[Excerpts from point annotation data]
--*--

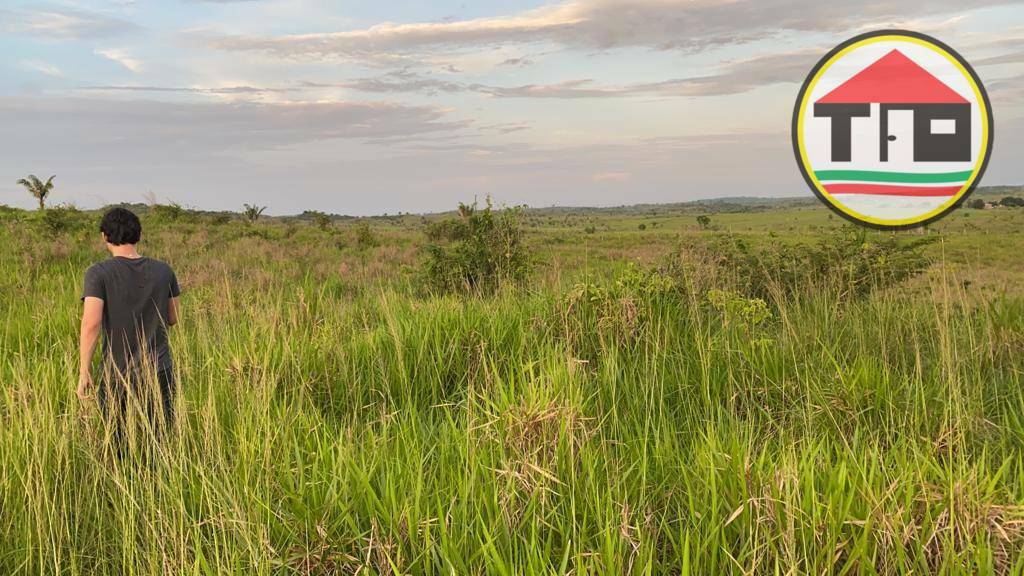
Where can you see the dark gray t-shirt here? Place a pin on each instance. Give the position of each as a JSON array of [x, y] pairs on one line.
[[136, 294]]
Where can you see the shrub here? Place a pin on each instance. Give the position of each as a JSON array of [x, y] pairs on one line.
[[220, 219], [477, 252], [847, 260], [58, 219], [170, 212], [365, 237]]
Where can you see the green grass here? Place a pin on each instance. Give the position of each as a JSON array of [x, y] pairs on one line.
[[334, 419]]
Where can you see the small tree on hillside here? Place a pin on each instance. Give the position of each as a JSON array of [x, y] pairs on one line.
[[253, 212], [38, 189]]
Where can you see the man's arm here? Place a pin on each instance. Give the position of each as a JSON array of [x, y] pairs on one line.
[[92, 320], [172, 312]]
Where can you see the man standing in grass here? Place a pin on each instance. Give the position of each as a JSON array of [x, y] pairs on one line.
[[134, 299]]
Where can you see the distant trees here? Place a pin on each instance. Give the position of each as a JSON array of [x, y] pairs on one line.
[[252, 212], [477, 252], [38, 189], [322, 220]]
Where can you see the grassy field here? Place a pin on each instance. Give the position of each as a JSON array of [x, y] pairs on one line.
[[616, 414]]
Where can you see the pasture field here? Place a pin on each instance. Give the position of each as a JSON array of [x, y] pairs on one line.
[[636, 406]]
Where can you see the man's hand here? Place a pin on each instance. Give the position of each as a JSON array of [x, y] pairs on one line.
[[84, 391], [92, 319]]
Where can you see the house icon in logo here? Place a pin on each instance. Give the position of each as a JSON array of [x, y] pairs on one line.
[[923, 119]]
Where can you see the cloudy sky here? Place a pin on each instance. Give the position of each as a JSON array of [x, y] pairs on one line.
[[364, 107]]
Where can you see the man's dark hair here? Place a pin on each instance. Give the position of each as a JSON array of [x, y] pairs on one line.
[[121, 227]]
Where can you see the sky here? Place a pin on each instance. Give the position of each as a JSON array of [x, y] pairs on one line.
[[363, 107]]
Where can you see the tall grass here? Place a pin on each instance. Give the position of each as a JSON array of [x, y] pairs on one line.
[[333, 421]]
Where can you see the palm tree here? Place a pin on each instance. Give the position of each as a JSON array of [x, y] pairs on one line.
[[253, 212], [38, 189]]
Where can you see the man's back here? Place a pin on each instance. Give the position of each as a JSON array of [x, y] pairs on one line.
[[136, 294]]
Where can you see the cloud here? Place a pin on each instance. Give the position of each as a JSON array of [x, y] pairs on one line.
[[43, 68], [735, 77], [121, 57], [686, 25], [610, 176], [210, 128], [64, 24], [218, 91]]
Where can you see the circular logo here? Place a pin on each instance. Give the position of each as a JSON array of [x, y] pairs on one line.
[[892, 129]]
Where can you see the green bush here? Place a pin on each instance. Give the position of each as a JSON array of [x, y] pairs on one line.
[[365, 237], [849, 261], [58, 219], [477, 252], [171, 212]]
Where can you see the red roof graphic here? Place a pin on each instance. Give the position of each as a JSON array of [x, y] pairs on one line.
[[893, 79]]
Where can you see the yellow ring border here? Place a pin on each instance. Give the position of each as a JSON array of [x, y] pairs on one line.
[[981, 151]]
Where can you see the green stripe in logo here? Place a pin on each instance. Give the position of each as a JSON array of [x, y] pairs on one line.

--*--

### [Set problem]
Copy every line above word for word, leaving out the pictures.

### [The output]
Where can you see the dark gray t-shirt here? Place a pin on each instance. Give the position of each as a JSON array of [x, y] pairs on one line.
[[136, 294]]
Where can you see the shrub here? Place a pin on each instance. Give the position of each as a JSON array of [x, y] pairs on one line.
[[220, 219], [477, 252], [847, 260], [58, 219], [170, 212], [365, 237]]
Where can you see the green grass here? Place a pin on each instance. Give the position of each as a JSON array of [x, y] pairs on one line.
[[334, 419]]
Where can you see the small tree on hillside here? Place a pin on each instance. Give the position of each as a JSON array of [x, y] pairs on one line.
[[253, 212], [38, 189]]
Where can you see the man's arm here? Place a pin on each instance. Give the position of each as a JSON array of [x, y] pairs on one line.
[[92, 320], [172, 312]]
Where can you see the man standing in grass here? Place a pin on each instance. Give the position of each as a JSON array of [x, y] pairs on one line.
[[134, 299]]
Where can you see the distant trees here? Place a pin on each instance. Give the position of each as a JSON array of [x, y] pairs on one line.
[[252, 212], [477, 252], [38, 189], [322, 220]]
Where can you see the grassy field here? Place a pin on each instance. Give the position of each as a JSON array of [x, y] pairs on one line.
[[616, 414]]
Where can you see the pasture field here? Place a pin on each instance. Give the position of each as a JSON array of [x, y] pairs on one line.
[[636, 406]]
Where can you see the man's hand here? Place a pin on each instance. Give the position of each as a JSON array of [x, y] pairs on one line.
[[84, 391], [92, 319]]
Where can you see the house icon in logo here? Place a pin on each instance. Give the position of each as a JSON array of [x, y] pairs on one line.
[[923, 119]]
Where can you see the cloudy sky here? Place a pin on each instance. Give the position of each as a JSON array of [x, y] pairs on one line.
[[364, 107]]
Where can you see the man's dark hair here? Place a pin on each instance. Give the position of each as a JSON array of [x, y] pairs on one line.
[[121, 227]]
Where can you see the sky here? Place a pin on each instance. Give the position of each as a JSON array of [x, y] pairs on one line.
[[363, 107]]
Where can you see the tall grass here? Place a pin on each instance. Give the position of each as a JSON array of [x, y] pairs on one line.
[[333, 421]]
Where can you see the palm tree here? Place a pin on each instance. Give the position of each as a JSON array of [x, y] pairs on one line.
[[253, 212], [38, 189]]
Where can you see the man's back here? Place a pin on each instance. Give the position of each as a JSON array of [x, y] pairs on one line.
[[136, 294]]
Where can you see the cloud here? Place a pin on each instance. Give the position of each as a JSON array of [x, y] pairs on one line.
[[43, 68], [735, 77], [121, 57], [686, 25], [610, 176], [210, 128], [64, 24], [218, 91]]
Where can you see the circular logo here? Place a pin on each instance. Give the position of each as a JSON array of [x, y] pairs on one line.
[[892, 129]]
Where can you see the green bush here? Place a pin on each instance. Give the position of each as a JSON array of [x, y] pairs on one line.
[[365, 237], [849, 261], [58, 219], [477, 252], [171, 212]]
Where can you see the red roof graphic here? Place a pin on each instance. Give the position of each as a JSON array of [x, y] pairs on one line.
[[893, 79]]
Where can you see the yellow ring border here? Place a pin on each instance. Give the position of each as a JSON array of [x, y] pairs on one line.
[[981, 151]]
Where can you see the green stripe in logo here? Place a pin on each instance. Give the position of each as a JSON array of [x, y] pairs on one line.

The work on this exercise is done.